▶ [WHAT YOU ARE ASKED TO DO]
Return the listing below verbatim, every line unchanged.

>> Begin

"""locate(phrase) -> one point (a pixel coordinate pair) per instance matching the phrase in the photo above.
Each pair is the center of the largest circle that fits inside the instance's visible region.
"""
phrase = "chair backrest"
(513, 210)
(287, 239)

>> End

▶ [FINISHED EXERCISE]
"""locate(phrase) -> one point (a pixel coordinate pair) per instance matching the phrase in the photo above.
Each pair is the center of the largest circle that fits inside the instance's visible region.
"""
phrase = "chair backrest"
(513, 210)
(287, 239)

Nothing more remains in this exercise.